#### TEXT:
The Demon of Hope: An Arts-based Infused Meditation on Race, Disability, and the Researcher’s Complicity with Injustice

Keywords: arts-based research, special education, disability studies, race, research ethics, whiteness


My ethical stance demands that my research mutually benefit all research participants and that it should serve to reverse systemic policies of anti-blackness that permeate the educational system in the United States. Through publications and similar academic activities, however, my research advances my own career, but it is doubtful that it significantly advances the trajectories of the students with whom I work. Indeed, it could be argued that this imbalance in benefits advances the very system of white dominance that I claim to contest. In this arts-based, auto-ethnographic study, I document how, through the creation of pastel drawings and digital collage making, I seek to make sense of my compromised role as a white researcher in communities of color. I focus on my recent research with an 18-year-old African-American woman who was diagnosed with ADHD in the 5th grade.

#### DATA EXTRACTS:
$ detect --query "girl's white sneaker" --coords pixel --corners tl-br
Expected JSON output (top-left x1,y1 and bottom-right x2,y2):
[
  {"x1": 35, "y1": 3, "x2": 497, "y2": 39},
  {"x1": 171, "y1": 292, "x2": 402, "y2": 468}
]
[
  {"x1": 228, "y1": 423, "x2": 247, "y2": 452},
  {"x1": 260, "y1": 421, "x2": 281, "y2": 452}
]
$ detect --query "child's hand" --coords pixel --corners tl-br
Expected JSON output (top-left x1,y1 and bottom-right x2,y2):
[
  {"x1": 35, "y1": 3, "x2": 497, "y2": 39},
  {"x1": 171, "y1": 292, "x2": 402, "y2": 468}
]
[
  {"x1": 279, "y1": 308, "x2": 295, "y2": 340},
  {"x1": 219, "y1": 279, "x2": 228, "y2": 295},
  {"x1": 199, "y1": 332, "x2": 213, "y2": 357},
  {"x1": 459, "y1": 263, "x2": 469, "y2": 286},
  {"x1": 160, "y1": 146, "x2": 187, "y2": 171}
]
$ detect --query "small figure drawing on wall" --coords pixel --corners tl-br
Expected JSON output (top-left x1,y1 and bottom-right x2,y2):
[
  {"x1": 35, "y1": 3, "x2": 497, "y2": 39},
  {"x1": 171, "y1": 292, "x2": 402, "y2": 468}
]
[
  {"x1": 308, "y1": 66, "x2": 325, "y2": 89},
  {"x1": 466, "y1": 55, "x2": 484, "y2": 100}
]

#### WORK REQUEST:
Please continue the text above on a white researcher's complicity in arts-based research on race and disability, picking up right after its final sentence.

#### EXERCISE RESULT:
Author Biography

Gene L Fellner, City University of New York, College of Staten Island and the Graduate Center

I received my PhD in Urban Education in 2012 after having spent the previous 40 years as an artist and political activist. I was a staff member of the Attica Brothers Legal Defense in the ‘70s and went to Nicaragua as a brigadista in 1985 where I painted murals with Sandinista artists. For the past 12 years, I have worked in Newark, NJ, in its most underserved schools, with students and teachers. I am an Assistant Professor of Education at the City University of New York.